:: Page extract ::

----

Considering the complex number $j$ such that $$ j = \frac{-1}{2} + i\frac{\sqrt3}{2} $$ Prove that $ \forall n \in \Bbb Z : $ $$ ( j^{2n} - j^n ) \in i\Bbb R $$
( $i\Bbb R$ being the set of pure imaginary numbers)
Asked
Active
Viewed 679 times
1
-
@Useless I considered $ u = j^{2n} - j^n $ and tried to prove that its complex conjugate was equal to $-u$ but that was to no avail – Abbkey Jan 19 '18 at 12:21
-
Why the upvotes? This is pure do-my-hwk-for-me-asap stuff. – Did Jan 27 '18 at 12:38
-
Shouldn't I upvote the answers that were helpful ? I don't understand what you mean – Abbkey Jan 27 '18 at 12:46
-
You should first and foremost start posting questions with context. That the present question received 4 upvotes signals a serious misunderstanding of the purpose of this site. – Did Jan 27 '18 at 13:34
-
Sure. I'll keep that in mind if I post any new question. Thanks for the clarification. – Abbkey Jan 27 '18 at 13:40
3 Answers
5
Observing that $$j^2=\left(\frac{-1}{2} + i\frac{\sqrt3}{2}\right)^2=-\frac{1}{2} - i\frac{\sqrt3}{2}=\overline{j}$$
then since $\Im(z) =\frac{1}{2i}(z-\overline{z})$ we obviously get $$j^{2n}-j^n =\bar{j}^{n}-j^n =\overline{j^n} - j^n = \color{blue}{-2i\Im(j^n) \in i\Bbb R} $$
Guy Fsone
- 23,903
-
-
-
I added your answer since it's similar to mine and would save me a lot of typing time, if you don't mind of course – Abbkey Jan 19 '18 at 18:30
-
@Abbkey Also don't forget to put a green-checkmark (see it the right to the answers) on your favored answer it is important for the visitors and reader of your post and to the incoming users of MSE – Guy Fsone Jan 19 '18 at 18:32
4
Hint:
Note that using Euler's formula, we can write $$ j = \cos \frac{2\pi}3 + i\sin \frac{2\pi}3 = e^{\dfrac{2\pi i} 3}$$ which is a complex root of unity.

----

From the thread on powers of j, print the passage that starts at the words "Considering the complex" and ends after "pure imaginary numbers)".

----

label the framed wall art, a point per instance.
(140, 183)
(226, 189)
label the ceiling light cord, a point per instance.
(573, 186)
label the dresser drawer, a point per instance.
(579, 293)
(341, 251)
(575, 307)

----

:: Solution below ::
Considering the complex number $j$ such that $$ j = \frac{-1}{2} + i\frac{\sqrt3}{2} $$ Prove that $ \forall n \in \Bbb Z : $ $$ ( j^{2n} - j^n ) \in i\Bbb R $$
( $i\Bbb R$ being the set of pure imaginary numbers)